[Exercise task 1]:
Please take everything from the line containing "Task: annotation of the black tv" down to the end of the entries below and write it out again, substituting "marker" for every "keypoint" and leaving all else unchanged.

[Extracted text]:
— begin —
Kingdom Living

Rediscovered Thanks

 

Being truly thankful every day seems to be one of the biggest challenges. My temptation is to forget the abundance I have. I tend to get comfortable with abundance and I forget to lead a lifestyle of daily gratitude. But this year more than ever I am learning how vital that daily gratitude is, and how it can sometimes be the only thing that helps me to move. 

 

How frequently do we take account of our abundance? This year I wanted to remind myself to be thankful every day so I followed Ann Voskamp’s example and started a gratitude journal. It is conveniently located right by my door on the kitchen bar counter so that I won’t forget to do it. Unfortunately, as I get busy or comfortable, inevitably I do forget about it. I find that sometimes I am so comfortable with what I have, that I don’t see all that I truly have.

 

Even in this month that is a reminder for us to be grateful, if we pause for just a moment, doesn’t it feel like this is perhaps a counterfeit effort we make? If we only give thanks but once a year, at one meal, we are out of practice and studies show that we are living with less peace and happiness. But perhaps you didn’t need a study to tell you that. If we make a list of all the things we want to have or be or do it would likely be a long list and probably would leave us at least a little tired. That list communicates what we don’t have and aren’t being. On the flip side, if we make a list of every small thing we could possibly be thankful for, right down to blades of cut grass, ducks crossing the road, the giggle of a young child, the text from a friend that made us smile, or the music we enjoy, that list has a different effect on us. There is contentment in that list and that gives us a sense of rest. Doesn’t it?
— end —
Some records
— begin —
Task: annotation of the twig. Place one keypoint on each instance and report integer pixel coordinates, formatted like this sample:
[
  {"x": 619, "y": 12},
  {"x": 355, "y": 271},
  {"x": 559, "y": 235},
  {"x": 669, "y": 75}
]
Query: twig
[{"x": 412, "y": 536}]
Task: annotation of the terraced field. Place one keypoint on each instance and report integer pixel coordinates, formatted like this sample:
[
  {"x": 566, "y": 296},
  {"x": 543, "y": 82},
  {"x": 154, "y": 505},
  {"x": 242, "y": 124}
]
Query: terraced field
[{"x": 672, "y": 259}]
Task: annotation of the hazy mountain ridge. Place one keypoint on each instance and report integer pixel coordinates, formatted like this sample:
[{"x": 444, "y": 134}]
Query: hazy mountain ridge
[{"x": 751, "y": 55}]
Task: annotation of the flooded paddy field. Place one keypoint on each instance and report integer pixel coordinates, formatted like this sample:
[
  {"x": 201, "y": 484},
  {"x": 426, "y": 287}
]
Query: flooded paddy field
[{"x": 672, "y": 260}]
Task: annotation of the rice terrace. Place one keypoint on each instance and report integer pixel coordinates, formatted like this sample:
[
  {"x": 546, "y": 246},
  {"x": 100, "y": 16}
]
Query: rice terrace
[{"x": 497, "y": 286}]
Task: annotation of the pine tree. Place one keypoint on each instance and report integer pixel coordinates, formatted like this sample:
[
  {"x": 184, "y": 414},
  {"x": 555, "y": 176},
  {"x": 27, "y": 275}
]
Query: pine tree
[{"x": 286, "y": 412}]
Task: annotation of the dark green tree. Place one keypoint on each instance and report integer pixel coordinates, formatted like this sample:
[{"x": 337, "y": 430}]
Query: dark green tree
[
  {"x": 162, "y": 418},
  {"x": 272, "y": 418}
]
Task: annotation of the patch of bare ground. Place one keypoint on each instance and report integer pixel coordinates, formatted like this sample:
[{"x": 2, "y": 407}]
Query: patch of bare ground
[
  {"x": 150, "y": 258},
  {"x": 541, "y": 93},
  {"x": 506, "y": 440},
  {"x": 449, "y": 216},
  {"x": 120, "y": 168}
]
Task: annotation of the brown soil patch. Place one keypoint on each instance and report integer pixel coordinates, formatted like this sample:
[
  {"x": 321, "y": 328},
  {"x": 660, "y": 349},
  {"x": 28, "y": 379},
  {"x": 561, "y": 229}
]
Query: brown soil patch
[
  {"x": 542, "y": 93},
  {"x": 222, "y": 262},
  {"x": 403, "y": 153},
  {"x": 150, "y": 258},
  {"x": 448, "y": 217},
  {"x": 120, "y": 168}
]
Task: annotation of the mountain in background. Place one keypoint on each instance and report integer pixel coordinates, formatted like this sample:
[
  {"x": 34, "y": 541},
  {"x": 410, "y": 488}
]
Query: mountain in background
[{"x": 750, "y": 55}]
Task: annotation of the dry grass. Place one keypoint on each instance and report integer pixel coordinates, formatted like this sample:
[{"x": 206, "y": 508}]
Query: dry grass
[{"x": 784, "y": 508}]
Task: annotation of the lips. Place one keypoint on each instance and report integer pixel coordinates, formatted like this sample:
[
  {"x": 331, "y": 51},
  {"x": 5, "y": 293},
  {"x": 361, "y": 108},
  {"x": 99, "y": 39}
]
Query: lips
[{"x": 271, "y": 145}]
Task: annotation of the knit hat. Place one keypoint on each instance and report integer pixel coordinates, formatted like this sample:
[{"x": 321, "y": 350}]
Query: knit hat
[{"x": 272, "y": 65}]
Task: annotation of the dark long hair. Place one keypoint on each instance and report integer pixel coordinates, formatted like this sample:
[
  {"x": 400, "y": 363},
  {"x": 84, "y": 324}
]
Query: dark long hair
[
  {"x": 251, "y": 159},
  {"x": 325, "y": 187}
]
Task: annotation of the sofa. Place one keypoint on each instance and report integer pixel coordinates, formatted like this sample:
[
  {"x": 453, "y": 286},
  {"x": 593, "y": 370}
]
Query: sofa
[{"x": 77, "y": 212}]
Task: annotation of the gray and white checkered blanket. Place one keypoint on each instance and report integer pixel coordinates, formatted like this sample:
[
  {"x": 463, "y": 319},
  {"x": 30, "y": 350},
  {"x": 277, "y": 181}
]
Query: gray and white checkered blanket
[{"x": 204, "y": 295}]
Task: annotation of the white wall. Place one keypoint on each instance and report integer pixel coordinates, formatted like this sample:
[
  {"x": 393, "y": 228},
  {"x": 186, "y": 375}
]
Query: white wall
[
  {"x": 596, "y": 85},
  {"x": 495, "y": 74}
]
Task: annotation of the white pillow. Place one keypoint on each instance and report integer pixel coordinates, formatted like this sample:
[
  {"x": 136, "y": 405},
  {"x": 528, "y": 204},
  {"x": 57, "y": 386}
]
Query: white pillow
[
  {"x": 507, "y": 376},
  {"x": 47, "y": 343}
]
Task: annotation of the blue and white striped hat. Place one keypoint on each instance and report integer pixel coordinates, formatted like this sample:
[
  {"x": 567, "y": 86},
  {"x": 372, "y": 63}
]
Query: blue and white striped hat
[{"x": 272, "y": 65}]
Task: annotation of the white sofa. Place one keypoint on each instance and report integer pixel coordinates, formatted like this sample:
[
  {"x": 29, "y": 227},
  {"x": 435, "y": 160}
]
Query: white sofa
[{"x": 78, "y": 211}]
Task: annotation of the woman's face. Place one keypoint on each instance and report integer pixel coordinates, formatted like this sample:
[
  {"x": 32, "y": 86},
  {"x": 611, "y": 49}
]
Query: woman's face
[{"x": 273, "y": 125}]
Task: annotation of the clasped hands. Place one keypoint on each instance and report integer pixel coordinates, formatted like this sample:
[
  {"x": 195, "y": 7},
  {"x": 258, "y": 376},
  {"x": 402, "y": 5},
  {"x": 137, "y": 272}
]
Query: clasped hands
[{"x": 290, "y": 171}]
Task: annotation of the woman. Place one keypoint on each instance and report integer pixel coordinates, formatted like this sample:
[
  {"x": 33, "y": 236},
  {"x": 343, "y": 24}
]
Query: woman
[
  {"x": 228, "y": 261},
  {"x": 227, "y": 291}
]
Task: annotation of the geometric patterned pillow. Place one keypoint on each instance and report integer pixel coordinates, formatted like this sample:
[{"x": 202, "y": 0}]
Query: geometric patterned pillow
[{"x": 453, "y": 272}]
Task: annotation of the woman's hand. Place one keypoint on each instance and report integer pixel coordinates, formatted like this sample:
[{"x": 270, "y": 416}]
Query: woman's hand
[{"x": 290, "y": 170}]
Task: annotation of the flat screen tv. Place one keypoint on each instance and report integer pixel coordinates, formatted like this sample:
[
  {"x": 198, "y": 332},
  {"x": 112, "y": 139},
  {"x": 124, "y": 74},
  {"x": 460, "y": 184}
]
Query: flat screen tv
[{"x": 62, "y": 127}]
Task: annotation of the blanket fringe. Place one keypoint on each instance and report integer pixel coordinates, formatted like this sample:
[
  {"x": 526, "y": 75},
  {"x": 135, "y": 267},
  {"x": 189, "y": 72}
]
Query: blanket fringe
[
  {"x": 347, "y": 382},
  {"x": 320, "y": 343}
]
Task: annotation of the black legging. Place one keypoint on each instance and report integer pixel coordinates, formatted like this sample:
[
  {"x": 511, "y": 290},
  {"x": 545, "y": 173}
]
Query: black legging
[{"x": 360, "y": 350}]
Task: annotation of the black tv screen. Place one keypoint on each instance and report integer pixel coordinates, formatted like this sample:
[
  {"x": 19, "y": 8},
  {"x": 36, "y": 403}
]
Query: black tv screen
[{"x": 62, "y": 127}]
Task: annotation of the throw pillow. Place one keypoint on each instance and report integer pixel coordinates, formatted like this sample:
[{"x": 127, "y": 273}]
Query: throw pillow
— end —
[Exercise task 2]:
Extract everything from "Kingdom Living" down to "I truly have." in the gratitude post above, word for word.

[Written solution 1]:
Task: annotation of the black tv screen. Place one marker on each instance and report integer pixel coordinates, formatted like this sample:
[
  {"x": 19, "y": 8},
  {"x": 36, "y": 403}
]
Query: black tv screen
[{"x": 62, "y": 127}]
Task: annotation of the throw pillow. Place one marker on each instance and report integer pixel coordinates, formatted like this sample:
[{"x": 127, "y": 273}]
Query: throw pillow

[Written solution 2]:
Kingdom Living

Rediscovered Thanks

 

Being truly thankful every day seems to be one of the biggest challenges. My temptation is to forget the abundance I have. I tend to get comfortable with abundance and I forget to lead a lifestyle of daily gratitude. But this year more than ever I am learning how vital that daily gratitude is, and how it can sometimes be the only thing that helps me to move. 

 

How frequently do we take account of our abundance? This year I wanted to remind myself to be thankful every day so I followed Ann Voskamp’s example and started a gratitude journal. It is conveniently located right by my door on the kitchen bar counter so that I won’t forget to do it. Unfortunately, as I get busy or comfortable, inevitably I do forget about it. I find that sometimes I am so comfortable with what I have, that I don’t see all that I truly have.